## Do this
Reproduce the material below in full, swapping each occurrence of "locate" for "find" and keeping every other character unchanged.

## Rows
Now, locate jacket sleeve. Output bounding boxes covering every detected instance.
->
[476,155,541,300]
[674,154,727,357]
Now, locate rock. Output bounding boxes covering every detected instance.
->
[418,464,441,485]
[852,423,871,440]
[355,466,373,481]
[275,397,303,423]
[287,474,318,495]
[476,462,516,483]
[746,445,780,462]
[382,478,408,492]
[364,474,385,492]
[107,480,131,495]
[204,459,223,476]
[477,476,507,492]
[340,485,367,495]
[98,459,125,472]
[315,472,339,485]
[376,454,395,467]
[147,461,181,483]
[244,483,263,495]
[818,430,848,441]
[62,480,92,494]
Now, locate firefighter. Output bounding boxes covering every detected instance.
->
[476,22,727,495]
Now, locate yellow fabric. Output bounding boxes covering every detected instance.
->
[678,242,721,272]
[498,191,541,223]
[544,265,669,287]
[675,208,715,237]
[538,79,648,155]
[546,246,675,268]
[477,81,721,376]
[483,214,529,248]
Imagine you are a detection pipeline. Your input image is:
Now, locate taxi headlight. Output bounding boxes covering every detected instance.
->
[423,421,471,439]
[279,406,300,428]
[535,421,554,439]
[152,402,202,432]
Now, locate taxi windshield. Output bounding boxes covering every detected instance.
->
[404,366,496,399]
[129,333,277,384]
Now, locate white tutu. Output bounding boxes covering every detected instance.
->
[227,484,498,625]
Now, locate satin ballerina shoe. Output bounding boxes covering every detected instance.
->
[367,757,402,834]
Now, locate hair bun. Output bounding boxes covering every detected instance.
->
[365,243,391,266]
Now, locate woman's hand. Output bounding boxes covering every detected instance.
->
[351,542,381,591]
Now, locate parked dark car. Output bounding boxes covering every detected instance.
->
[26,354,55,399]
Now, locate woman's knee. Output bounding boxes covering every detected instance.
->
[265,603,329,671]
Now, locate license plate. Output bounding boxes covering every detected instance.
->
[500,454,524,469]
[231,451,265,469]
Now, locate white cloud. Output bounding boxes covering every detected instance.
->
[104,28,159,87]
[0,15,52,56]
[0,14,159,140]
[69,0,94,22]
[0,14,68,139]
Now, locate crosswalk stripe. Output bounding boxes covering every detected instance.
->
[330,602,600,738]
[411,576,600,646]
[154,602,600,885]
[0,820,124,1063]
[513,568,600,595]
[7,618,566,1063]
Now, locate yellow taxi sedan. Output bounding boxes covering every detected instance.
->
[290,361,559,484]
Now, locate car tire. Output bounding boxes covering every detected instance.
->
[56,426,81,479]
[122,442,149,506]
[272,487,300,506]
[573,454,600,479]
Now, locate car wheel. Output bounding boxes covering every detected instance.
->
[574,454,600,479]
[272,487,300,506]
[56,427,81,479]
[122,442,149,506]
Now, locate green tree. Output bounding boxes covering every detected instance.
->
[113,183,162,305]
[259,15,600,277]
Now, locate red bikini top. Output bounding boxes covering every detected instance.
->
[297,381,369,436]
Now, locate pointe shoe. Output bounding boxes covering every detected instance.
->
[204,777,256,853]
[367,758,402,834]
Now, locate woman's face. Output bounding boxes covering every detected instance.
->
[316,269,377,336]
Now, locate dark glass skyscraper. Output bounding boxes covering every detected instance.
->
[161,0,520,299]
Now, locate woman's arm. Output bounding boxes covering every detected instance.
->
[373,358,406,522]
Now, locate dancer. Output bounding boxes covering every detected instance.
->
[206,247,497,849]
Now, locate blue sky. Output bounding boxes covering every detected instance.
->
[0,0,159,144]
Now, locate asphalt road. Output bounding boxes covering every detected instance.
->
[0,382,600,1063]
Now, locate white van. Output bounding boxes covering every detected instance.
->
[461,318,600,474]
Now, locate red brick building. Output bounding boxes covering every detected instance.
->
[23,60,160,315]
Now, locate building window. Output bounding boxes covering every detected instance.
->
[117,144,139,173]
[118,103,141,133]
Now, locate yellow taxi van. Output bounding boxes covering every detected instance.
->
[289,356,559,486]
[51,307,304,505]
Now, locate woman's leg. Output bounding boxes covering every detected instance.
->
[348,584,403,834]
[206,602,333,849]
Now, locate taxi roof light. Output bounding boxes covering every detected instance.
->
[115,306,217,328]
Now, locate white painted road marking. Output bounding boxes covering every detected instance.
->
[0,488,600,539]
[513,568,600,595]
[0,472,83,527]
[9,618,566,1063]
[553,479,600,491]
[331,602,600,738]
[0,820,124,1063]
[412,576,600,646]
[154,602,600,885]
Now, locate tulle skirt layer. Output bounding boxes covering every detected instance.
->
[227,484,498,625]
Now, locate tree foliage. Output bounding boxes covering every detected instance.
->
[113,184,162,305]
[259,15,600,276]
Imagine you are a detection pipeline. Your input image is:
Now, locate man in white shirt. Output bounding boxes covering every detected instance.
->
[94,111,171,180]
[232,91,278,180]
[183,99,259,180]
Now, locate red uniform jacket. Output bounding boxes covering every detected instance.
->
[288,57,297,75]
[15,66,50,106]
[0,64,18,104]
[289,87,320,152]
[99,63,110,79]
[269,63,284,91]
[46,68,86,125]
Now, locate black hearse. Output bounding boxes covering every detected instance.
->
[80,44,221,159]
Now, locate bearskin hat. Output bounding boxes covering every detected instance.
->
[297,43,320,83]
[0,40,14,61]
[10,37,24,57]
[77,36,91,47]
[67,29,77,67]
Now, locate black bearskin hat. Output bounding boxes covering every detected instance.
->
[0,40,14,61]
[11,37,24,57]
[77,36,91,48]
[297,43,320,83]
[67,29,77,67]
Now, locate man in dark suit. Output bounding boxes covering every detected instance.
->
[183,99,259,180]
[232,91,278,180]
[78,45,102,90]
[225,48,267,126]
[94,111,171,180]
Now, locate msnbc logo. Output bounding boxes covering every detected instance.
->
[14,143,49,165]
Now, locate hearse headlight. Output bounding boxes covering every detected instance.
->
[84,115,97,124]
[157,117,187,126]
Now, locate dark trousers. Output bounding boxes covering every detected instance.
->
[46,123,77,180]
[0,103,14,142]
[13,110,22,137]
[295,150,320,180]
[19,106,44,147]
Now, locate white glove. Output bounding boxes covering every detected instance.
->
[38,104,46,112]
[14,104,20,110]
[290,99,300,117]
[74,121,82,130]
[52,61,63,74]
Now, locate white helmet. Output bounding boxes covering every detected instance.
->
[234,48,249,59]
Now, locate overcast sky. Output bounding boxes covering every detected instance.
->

## Full solution
Now, find jacket sleeve. Output bounding boxes covering every detected instance.
->
[476,155,541,300]
[674,154,727,357]
Now, find rock. Output bounding boxes covering every detected instance.
->
[418,464,441,485]
[852,423,871,440]
[355,466,373,481]
[275,397,303,423]
[287,474,318,495]
[476,462,516,483]
[746,445,780,462]
[382,478,408,492]
[364,474,385,492]
[107,480,131,495]
[204,459,223,476]
[477,476,507,492]
[340,485,367,495]
[98,459,125,472]
[315,472,339,485]
[376,454,395,467]
[147,461,181,483]
[244,483,263,495]
[818,430,848,441]
[62,480,92,494]
Now, find firefighter. Output bounding boxes covering every detected instance.
->
[476,22,727,495]
Now, find yellow fabric. Output bounding boxes covering every detected instance.
->
[678,242,721,272]
[498,191,541,223]
[544,265,669,287]
[675,208,715,237]
[538,79,648,155]
[546,246,675,268]
[477,81,721,376]
[483,214,529,248]
Imagine you are a detection pipeline. Your input image is:
Now, find taxi headlight. Output bounding boxes covering every detected instance.
->
[423,421,471,439]
[279,406,300,428]
[535,421,554,439]
[152,402,202,432]
Now, find taxi windshield. Output bounding boxes covering every detected instance.
->
[404,366,496,399]
[129,333,277,384]
Now, find white tutu. Output bounding boxes covering every detected instance.
->
[227,484,498,625]
Now, find satin ballerina shoe. Output bounding boxes covering every detected instance.
->
[367,757,402,834]
Now, find hair bun. Output bounding boxes covering every detected instance.
->
[365,243,391,266]
Now, find woman's hand. Output bounding boxes covering every detected instance.
->
[351,542,381,591]
Now, find parked dark car. Output bounding boxes covering every detected instance.
->
[26,354,55,399]
Now, find woman's knee. Output bounding boxes covering every detected instance.
->
[265,603,329,671]
Now, find license plate. Output bounding boxes covering every detected instance.
->
[500,454,524,469]
[231,451,265,469]
Now, find white cloud. Output bounding boxes covering every detected instance.
->
[104,28,159,87]
[0,15,52,56]
[0,14,159,140]
[69,0,94,22]
[0,14,68,139]
Now, find crosswalk stripe. Output bounding boxes covering every detected instance.
->
[330,602,600,738]
[411,576,600,646]
[154,602,600,885]
[0,820,124,1063]
[513,568,600,595]
[7,618,566,1063]
Now, find yellow taxi sedan. Output bounding boxes covering every detected instance.
->
[290,361,559,484]
Now, find car tire. Output bounding boxes covering every detected instance.
->
[56,426,81,479]
[122,442,149,506]
[272,487,300,506]
[573,454,600,479]
Now, find car wheel. Output bounding boxes covering every detected instance.
->
[574,454,600,479]
[272,487,300,506]
[56,427,81,479]
[122,442,149,506]
Now, find green tree. Output bounding boxes covering every detected instance.
->
[113,183,162,305]
[259,15,600,277]
Now, find red bikini top. Output bounding boxes covering every detected instance.
->
[297,381,369,436]
Now, find pointe shoe. Output bounding boxes covering every detected instance.
->
[204,777,256,853]
[367,758,402,834]
Now, find woman's face. Output bounding boxes covering every detected instance.
->
[316,269,377,336]
Now, find dark glass skyscraper. Output bounding boxes covering every detected instance.
->
[161,0,520,299]
Now, find woman's arm. Output bounding boxes covering every detected instance.
->
[373,358,406,522]
Now, find dancer. Output bounding boxes covering every detected instance.
->
[206,247,497,849]
Now, find blue sky. Output bounding boxes covering every detected instance.
->
[0,0,159,144]
Now, find asphalt road. Output bounding boxes covering every detected instance.
->
[0,382,600,1063]
Now, find white van. Output bounding boxes covering every detected instance.
->
[461,318,600,474]
Now, find red brick building. Output bounding boxes covering every detected instance.
->
[23,60,160,315]
Now, find building window. Output bounding boxes covering every detected instance.
->
[117,144,139,173]
[118,103,141,133]
Now, find yellow taxi van. Output bounding boxes covering every detected instance.
->
[289,356,559,486]
[51,307,304,505]
Now, find woman's leg. Output bounding boxes covering every detected instance.
->
[348,584,403,834]
[206,602,333,849]
Now, find taxi roof light. Output bounding boxes covering every detected instance.
->
[115,306,217,328]
Now, find white painted road marking. Output bounding boxes covering every detected instance.
->
[0,488,600,539]
[513,568,600,595]
[0,472,83,527]
[9,618,566,1063]
[553,479,600,491]
[331,602,600,738]
[0,820,124,1063]
[412,576,600,646]
[154,602,600,885]
Now, find tulle skirt layer. Output bounding boxes covering every detected instance.
->
[227,484,498,625]
Now, find tree foliage. Output bounding boxes covering every detected instance.
->
[113,184,162,305]
[259,15,600,276]
Imagine you are a detection pipeline. Your input image is:
Now, find man in white shirt. Output bounding boxes covering every detected instance.
->
[94,111,171,180]
[232,91,278,180]
[183,99,259,180]
Now, find red uniform jacket. Output bounding boxes covering every detected instance.
->
[288,57,297,75]
[15,66,50,106]
[0,64,18,104]
[289,87,320,152]
[99,63,110,79]
[269,63,284,91]
[46,68,86,125]
Now, find black hearse. Output bounding boxes covering every detected instance.
->
[80,44,221,159]
Now, find bearskin hat. Output bounding boxes covering every detected instance.
->
[297,43,320,83]
[0,40,14,61]
[10,37,24,57]
[77,36,91,47]
[67,29,77,67]
Now, find black bearskin hat. Output bounding boxes covering every detected instance.
->
[0,40,14,61]
[11,37,24,57]
[77,36,91,48]
[297,43,320,83]
[67,29,77,67]
Now, find man in dark suit. Output bounding boxes covering every detected instance.
->
[183,99,259,180]
[232,91,278,180]
[78,45,102,90]
[225,48,267,126]
[94,111,171,180]
Now, find msnbc logo. Output bounding boxes covering every detected instance.
->
[14,143,49,165]
Now, find hearse headlight. Output bounding boxes covering every detected instance.
->
[84,115,97,124]
[157,117,187,126]
Now, find dark trousers. Output bounding boxes covering every detected instance.
->
[46,123,77,180]
[0,103,14,142]
[13,110,22,137]
[295,150,320,180]
[19,106,44,147]
Now, find white glove. Output bounding boxes covering every detected instance.
->
[38,104,46,112]
[14,104,20,110]
[290,99,300,117]
[74,121,82,130]
[52,61,63,74]
Now, find white helmet. Output bounding boxes covering every detected instance.
->
[234,48,249,59]
Now, find overcast sky. Output bounding boxes covering every detected instance.
->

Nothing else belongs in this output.